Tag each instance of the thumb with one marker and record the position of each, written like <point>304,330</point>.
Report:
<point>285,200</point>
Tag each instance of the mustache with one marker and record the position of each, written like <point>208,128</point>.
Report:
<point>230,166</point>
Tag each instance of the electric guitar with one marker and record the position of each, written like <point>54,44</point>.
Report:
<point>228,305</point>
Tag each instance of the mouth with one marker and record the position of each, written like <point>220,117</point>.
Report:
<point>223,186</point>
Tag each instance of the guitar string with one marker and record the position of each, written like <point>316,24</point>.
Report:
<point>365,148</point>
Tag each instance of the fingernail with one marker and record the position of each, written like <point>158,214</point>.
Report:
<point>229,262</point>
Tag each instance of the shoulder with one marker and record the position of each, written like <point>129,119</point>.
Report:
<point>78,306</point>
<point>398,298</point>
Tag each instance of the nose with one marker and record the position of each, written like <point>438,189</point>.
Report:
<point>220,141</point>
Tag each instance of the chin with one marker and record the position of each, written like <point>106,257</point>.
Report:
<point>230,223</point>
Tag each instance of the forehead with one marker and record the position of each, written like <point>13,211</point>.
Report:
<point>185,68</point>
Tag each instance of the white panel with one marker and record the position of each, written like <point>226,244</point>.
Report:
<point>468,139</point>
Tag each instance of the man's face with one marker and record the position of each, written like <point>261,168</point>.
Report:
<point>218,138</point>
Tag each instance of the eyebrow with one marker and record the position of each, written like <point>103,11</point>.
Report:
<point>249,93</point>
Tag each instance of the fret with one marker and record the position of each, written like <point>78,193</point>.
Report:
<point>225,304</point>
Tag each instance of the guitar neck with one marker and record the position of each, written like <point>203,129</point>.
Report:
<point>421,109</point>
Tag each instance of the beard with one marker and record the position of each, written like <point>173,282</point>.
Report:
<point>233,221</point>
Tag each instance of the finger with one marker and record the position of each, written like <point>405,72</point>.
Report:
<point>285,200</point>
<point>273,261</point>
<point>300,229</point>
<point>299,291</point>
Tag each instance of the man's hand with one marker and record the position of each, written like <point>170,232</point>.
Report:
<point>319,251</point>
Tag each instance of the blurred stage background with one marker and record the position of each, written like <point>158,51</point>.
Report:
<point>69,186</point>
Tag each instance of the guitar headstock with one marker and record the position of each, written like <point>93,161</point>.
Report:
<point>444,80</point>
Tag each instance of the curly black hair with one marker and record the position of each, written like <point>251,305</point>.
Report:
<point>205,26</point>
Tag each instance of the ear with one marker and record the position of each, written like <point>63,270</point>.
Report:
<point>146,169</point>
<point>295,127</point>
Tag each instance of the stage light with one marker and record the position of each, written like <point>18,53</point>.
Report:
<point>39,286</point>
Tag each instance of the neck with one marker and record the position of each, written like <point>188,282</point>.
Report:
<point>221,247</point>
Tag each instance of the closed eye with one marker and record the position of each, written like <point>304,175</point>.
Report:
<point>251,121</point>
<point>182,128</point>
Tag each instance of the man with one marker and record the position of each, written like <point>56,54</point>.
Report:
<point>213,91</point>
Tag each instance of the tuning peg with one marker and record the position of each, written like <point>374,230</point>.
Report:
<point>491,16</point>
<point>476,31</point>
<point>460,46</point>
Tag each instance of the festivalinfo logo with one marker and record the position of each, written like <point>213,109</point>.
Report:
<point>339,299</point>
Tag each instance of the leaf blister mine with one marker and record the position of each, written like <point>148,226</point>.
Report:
---
* _Stated problem_
Reproduce all of the data above word for word, changing nothing.

* _Task response_
Tag each instance of the thumb with one marker and record the position of each, written like <point>304,330</point>.
Report:
<point>285,200</point>
Tag each instance of the mustache with one marker and record the position of each, written like <point>208,128</point>.
Report:
<point>230,166</point>
Tag each instance of the electric guitar with one marker and record the position of each, written like <point>54,44</point>.
Report:
<point>228,305</point>
Tag each instance of the mouth with one marker and record the position of each, written like <point>220,117</point>.
Report:
<point>223,186</point>
Tag each instance of the guitar string with one marker and record the position of each, written like <point>316,24</point>.
Report:
<point>365,148</point>
Tag each instance of the fingernail with one marker and record the position of each, written like <point>158,214</point>.
Report:
<point>229,262</point>
Tag each instance of the shoulder with one marker and record the position of each, written like <point>129,119</point>.
Report:
<point>78,306</point>
<point>398,298</point>
Tag each instance of the nose with one marker and record the position of each, written like <point>438,189</point>.
Report:
<point>220,141</point>
Tag each instance of the chin with one marker and record the position of each, written like <point>106,257</point>.
Report:
<point>230,223</point>
Tag each instance of the forehead with one marker and record the position of each, written like <point>13,211</point>.
Report:
<point>185,68</point>
Tag each instance of the white panel with one marker and record the position of each, written like <point>226,244</point>.
Report:
<point>468,139</point>
Tag each instance of the man's face with one marker and record the position of each, written like <point>261,168</point>.
Report:
<point>218,138</point>
Tag each instance of the eyebrow with one marker and record the position of each, written like <point>103,11</point>.
Report:
<point>249,93</point>
Tag each instance of the fret with one marker and record the position of each, written like <point>78,193</point>.
Report:
<point>225,304</point>
Tag each instance of the guitar neck with one marker and record the position of each, written like <point>203,129</point>.
Report:
<point>421,109</point>
Tag each instance of the beard with one marker and record the position of each, written like <point>173,282</point>.
Report:
<point>233,221</point>
Tag each instance of the finger with one marker and record the position of each, written like <point>405,72</point>.
Report:
<point>285,200</point>
<point>273,261</point>
<point>300,229</point>
<point>299,291</point>
Tag each instance of the man's hand with one marker and record the position of each, written like <point>170,232</point>.
Report:
<point>319,251</point>
Tag each instance of the blurred stage background with one marker and record the position of each, written like <point>158,51</point>.
Report:
<point>69,186</point>
Tag each instance of the guitar headstock with one marker and record the position of each, written like <point>93,161</point>.
Report:
<point>444,80</point>
Tag each instance of the curly black hair with one marker and record the position of each, written like <point>251,305</point>.
Report:
<point>205,26</point>
Tag each instance of the ear with one marker and record the position of each, written like <point>63,270</point>.
Report:
<point>146,169</point>
<point>295,127</point>
Tag each instance of the stage light with one marker and record the position of each, written like <point>18,53</point>.
Report:
<point>39,286</point>
Tag each instance of the neck with one marker and record the position of each, written like <point>188,282</point>.
Report:
<point>221,247</point>
Tag each instance of the closed eye with one marker and record the position of each, written like <point>304,175</point>.
Report:
<point>251,121</point>
<point>182,128</point>
Tag each instance of the man with one marker and record the position of each, written like <point>56,54</point>.
Report:
<point>213,91</point>
Tag each instance of the tuning peg with one marker and record the position of each, written like <point>374,230</point>.
Report:
<point>491,16</point>
<point>476,31</point>
<point>460,46</point>
Tag each instance of the festivalinfo logo with one marker and record the position of each, written like <point>213,109</point>.
Report:
<point>339,299</point>
Tag each instance of the leaf blister mine with one marker and record the position of each, written like <point>148,226</point>.
Report:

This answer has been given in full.